Требуемые действия -
1 > Перепечатайте из цитируемого текста без изменений фрагмент от слов «Был богатым, стал» до слов «поддержку и помощь.» включительно.
2 > Определите, соответствуют ли цитируемому тексту утверждения (а), (б) и (в). Для каждого ответьте «да» или «нет» и приведите точную цитату, на которой основан ответ.
(а) Лепельман отнес к признакам поэзии «кочующих» тягу к странствиям.
(б) Вечер цыганской песни в Доме литераторов проходил летом.
(в) Сцену на вечере украсили платками и шалями.

Цитируемый текст -
--------------------------------------------------
Основными признаками поэзии "кочующих" Лепельман назвал "детскую наивность и музыкальность" и непреодолимую тягу к странствиям, возникшую прежде всего из "чувства гнетущей тесноты, которое делает невыносимыми путы оседлой жизни", из чувства "безграничного презрения ко всем ограничениям и канонам житейской упорядоченности".
Есенинское "дух бродяжий".
Сколько их было, кто уходил, бросал родной очаг? Отчего тянуло их вдаль? Отчего не жаль было покидать насиженные места?
Во скольких сердцах отмирало вдруг понятие "Heimweh" - тоска по родине?..
Был богатым, стал я нищим,
стал весь мир моим жилищем...
"Разбитой жизни мне не жаль".
Цыгане.
Был вечер цыганской песни в Доме литераторов, в зимней Москве, среди вьюги. По каким струнам сердца ударили длинные смычки?.. Цыганское пение, объявленное зловредным пережитком, высмеянное пародистами, вновь стало постепенно входить в жизнь, к нему потянулись, прислушались. В толстовском "Живом трупе" для многих заветной стала сцена с цыганами, где Федя Протасов слушает "Не вечернюю" и "В час роковой...". Пожалуй, с новых постановок "Живого трупа" и началось в те годы возвращение цыганской песни.
И вот был такой вечер, и сцена, декорированная платками цыганских расцветок, гигантскими шалями, и вьюжное, метельное, бродяжное пение...
После концерта я подошел к директору театра, представился, и он тут же предложил мне всевозможную поддержку и помощь.
--------------------------------------------------
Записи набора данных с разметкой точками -
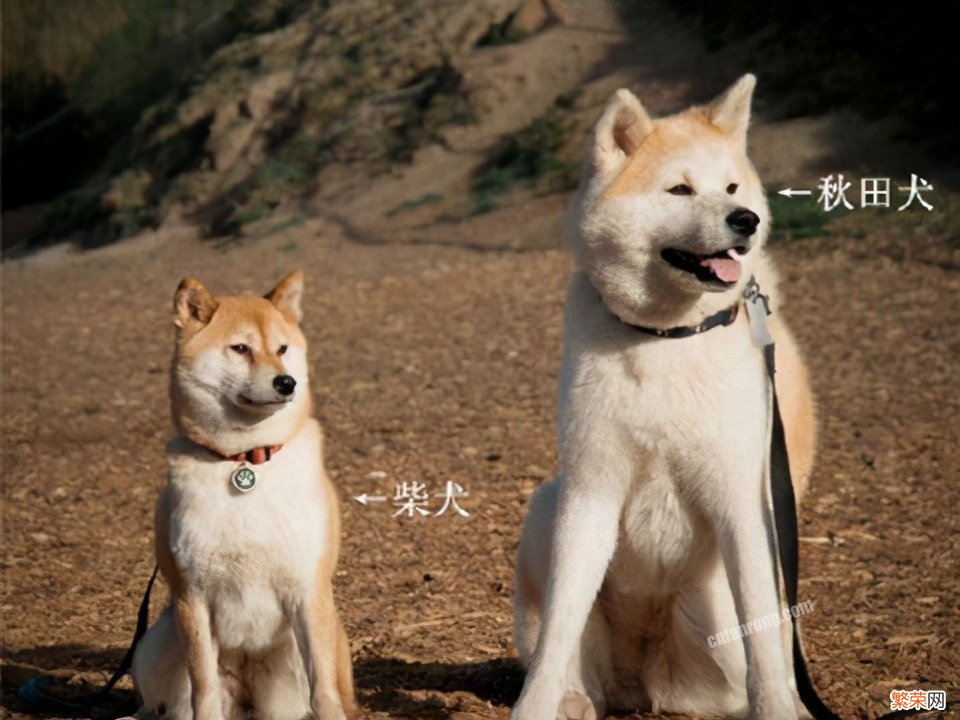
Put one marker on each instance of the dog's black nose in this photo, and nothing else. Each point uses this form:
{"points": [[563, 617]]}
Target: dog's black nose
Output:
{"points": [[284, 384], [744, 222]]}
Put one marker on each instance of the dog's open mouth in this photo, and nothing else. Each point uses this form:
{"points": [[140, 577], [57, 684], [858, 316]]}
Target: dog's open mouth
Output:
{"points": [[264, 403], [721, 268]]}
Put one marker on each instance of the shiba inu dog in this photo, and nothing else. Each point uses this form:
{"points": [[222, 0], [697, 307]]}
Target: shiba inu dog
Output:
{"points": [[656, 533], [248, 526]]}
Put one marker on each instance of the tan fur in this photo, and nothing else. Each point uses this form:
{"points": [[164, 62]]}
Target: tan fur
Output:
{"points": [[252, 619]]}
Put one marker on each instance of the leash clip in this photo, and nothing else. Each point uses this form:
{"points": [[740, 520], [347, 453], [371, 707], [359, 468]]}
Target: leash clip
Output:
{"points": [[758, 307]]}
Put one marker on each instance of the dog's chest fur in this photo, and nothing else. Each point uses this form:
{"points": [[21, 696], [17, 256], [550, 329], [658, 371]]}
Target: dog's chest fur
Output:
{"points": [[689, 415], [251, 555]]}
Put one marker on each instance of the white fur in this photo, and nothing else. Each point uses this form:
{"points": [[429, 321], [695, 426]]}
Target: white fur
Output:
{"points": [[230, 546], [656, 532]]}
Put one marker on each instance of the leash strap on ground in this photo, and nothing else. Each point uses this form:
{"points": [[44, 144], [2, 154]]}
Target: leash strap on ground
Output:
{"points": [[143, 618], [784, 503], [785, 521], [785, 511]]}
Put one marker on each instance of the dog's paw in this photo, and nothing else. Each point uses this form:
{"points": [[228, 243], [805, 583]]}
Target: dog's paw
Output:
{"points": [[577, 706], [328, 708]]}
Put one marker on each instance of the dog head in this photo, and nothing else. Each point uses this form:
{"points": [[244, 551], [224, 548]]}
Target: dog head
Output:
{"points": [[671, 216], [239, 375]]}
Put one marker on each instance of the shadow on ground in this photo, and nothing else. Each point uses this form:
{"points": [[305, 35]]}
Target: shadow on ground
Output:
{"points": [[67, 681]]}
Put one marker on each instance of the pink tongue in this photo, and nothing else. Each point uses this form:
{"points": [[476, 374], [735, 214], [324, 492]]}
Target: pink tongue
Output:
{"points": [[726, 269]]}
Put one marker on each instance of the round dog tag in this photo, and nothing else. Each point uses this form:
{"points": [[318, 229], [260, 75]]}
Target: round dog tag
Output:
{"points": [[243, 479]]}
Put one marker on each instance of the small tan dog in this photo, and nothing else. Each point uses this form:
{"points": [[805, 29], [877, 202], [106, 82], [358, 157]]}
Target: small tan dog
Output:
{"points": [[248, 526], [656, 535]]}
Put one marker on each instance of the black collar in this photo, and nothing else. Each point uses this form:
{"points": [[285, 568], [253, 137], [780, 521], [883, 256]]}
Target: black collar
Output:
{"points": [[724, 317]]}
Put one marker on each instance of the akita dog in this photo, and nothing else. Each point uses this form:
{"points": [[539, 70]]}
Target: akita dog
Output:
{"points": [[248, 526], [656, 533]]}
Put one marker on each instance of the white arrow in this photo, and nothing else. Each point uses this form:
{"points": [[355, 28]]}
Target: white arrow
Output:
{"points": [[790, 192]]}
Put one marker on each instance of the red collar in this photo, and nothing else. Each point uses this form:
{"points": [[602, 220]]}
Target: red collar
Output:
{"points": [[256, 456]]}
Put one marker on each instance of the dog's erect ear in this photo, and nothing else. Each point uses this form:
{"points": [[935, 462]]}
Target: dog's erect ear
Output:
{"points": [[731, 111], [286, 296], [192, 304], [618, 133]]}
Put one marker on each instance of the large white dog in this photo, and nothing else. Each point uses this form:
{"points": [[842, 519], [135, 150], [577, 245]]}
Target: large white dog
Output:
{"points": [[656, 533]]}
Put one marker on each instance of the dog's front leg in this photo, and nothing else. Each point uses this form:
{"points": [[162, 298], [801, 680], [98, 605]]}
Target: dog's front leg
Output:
--------------------------------------------------
Ответы -
1 >
Был богатым, стал я нищим,
стал весь мир моим жилищем...
"Разбитой жизни мне не жаль".
Цыгане.
Был вечер цыганской песни в Доме литераторов, в зимней Москве, среди вьюги. По каким струнам сердца ударили длинные смычки?.. Цыганское пение, объявленное зловредным пережитком, высмеянное пародистами, вновь стало постепенно входить в жизнь, к нему потянулись, прислушались. В толстовском "Живом трупе" для многих заветной стала сцена с цыганами, где Федя Протасов слушает "Не вечернюю" и "В час роковой...". Пожалуй, с новых постановок "Живого трупа" и началось в те годы возвращение цыганской песни.
И вот был такой вечер, и сцена, декорированная платками цыганских расцветок, гигантскими шалями, и вьюжное, метельное, бродяжное пение...
После концерта я подошел к директору театра, представился, и он тут же предложил мне всевозможную поддержку и помощь.

2 >
(а) Да: «непреодолимую тягу к странствиям».
(б) Нет: «в зимней Москве, среди вьюги».
(в) Да: «сцена, декорированная платками цыганских расцветок, гигантскими шалями».